--- Document excerpt Enclosed Below ---

We were joined by Alice Walsh, PhD, VP of Translational Research at Pathos. Alice works in drug development, where she is excited about the potential of computational research to yield breakthroughs for patients.

 

Loved that Alice also asked this question back to the audience:

 

How do I make an interview a good experience for a candidate? Or have you had any nightmares that’d be helpful to share?

 

A bunch of thoughts shared from the group:

 

⬢ I’ve had way more success not giving a technical interview, and having the technical interview be more of a discussion where I’m not even asking them to whiteboard anything or it’s just talking.

 

⬢ If I asked them, “how do you develop a shiny app”, I’d much rather someone tell me I’ve never developed a shiny app in my life but I use R Markdown every day. That tells me a lot about their ability to actually jump in and learn something new and their transparency.

 

⬢ I’m much more interested in the process. How do people approach a problem and solve challenges that they encounter versus the specific project they worked on because they’re not going to work on that project ever again with me. It’s going to be a new project so they will need to learn something anyway.

 

⬢ I’ve had success hiring from meetups or hackathons. Seeing people here and the way they problem solve gives you a lot of insight about these individuals.

 

⬢ My company actually does do a technical interview and we give candidates a data set while they’re on site or in a Teams meeting. We give them an hour to see what sorts of insights they find with a few very specifically directed questions. What we’re often looking for is not someone to have perfect answers to those questions – it’s really about understanding how they looked at the data set, what other information they want, and what do you wish you had more time to do. You get to see how people work through something and it’s okay if they don’t have a perfectly polished presentation.

 

⬢ I’ve had a nightmare interview that became a pop quiz on R stuff. What are all the packages in the tidyverse (and at the time I didn’t use tidyverse I was base R)

 

⬢ A nightmare one that sticks in my head was, please describe in detail the differences between Python 3 and Python 2.

 

⬢ I think, “this is something I would Google” is a valid answer sometimes because even if I don’t know this, I know where to find it and am really confident in my ability to Google this.

 

⬢ Honestly if I ask somebody a question and they said this is something that I know I could find the answer to, that would be a perfect answer to me. Not knowing but knowing where to find the information great.

 

⬢ I went on 3 interviews and they each had a technical part where for every single one of them the answer was: dynamic programming. They must have gone somewhere and decided that was the algorithm to ask about. I found that a bit ridiculous because it wasn’t relevant to what they were working on and it was off-putting. Now, when I interview people I try to make it more of a conversation around the data and what we might actually be doing.

 

⬢ I have an optional take home: “here’s a data set, take an hour and tell me something. Use whatever tools you want: Excel, R, Python, an abacus.” The key thing I want to see is a written output of what you did. I’m still on the fence, though, because I know a lot of people are anti-technical component. I’m still trying to figure out if it is really helping us make the best hiring decisions.

--- End of Enclosed Document excerpt ---
--- Data shown Enclosed Below ---

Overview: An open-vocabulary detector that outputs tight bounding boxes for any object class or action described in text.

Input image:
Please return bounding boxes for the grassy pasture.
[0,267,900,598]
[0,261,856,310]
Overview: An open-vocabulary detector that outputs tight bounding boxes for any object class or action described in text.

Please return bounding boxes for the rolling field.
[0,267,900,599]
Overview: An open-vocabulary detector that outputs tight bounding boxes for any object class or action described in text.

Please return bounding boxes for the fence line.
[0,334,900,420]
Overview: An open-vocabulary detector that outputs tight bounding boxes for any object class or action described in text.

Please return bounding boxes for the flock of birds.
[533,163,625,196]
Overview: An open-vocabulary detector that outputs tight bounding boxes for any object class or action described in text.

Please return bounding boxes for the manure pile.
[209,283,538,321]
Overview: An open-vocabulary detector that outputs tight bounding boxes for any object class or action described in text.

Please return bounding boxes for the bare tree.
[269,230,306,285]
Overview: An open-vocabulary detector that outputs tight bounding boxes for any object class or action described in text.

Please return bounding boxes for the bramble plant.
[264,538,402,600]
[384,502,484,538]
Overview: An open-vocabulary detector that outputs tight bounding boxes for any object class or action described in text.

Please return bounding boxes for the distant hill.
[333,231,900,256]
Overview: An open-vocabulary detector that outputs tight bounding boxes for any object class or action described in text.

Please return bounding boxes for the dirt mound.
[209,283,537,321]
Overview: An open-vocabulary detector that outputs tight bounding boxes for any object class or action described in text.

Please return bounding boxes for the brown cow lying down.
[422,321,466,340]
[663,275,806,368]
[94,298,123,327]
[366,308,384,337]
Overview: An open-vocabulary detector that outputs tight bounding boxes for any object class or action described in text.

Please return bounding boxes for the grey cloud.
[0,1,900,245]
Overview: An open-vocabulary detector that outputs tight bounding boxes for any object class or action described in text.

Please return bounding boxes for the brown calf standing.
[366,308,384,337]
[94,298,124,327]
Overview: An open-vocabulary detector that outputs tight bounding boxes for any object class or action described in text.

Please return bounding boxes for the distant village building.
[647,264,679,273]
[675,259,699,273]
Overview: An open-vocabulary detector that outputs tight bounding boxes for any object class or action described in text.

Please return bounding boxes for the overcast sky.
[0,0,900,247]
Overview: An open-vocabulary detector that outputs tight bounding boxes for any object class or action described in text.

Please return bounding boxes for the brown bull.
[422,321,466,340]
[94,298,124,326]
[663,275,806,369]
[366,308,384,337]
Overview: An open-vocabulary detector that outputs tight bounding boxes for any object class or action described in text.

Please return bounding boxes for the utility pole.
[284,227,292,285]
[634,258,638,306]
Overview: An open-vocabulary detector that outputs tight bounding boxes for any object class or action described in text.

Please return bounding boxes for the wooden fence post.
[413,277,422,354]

--- End of Enclosed Data shown ---

» **Work required**
In the excerpt on candidate interviews, condense the paragraph beginning "My company actually does do a technical interview" into a short bulleted list that keeps its main facts. None of this data is needed.

» **Finished task**
- The company runs a technical interview in which candidates receive a data set, either on site or in a Teams meeting.
- Candidates get one hour to find insights, guided by a few specifically directed questions.
- Perfect answers are not the goal. The focus is on how candidates looked at the data set, what other information they want, and what they wish they had more time to do.
- The exercise shows how people work through something, and a presentation that is not perfectly polished is acceptable.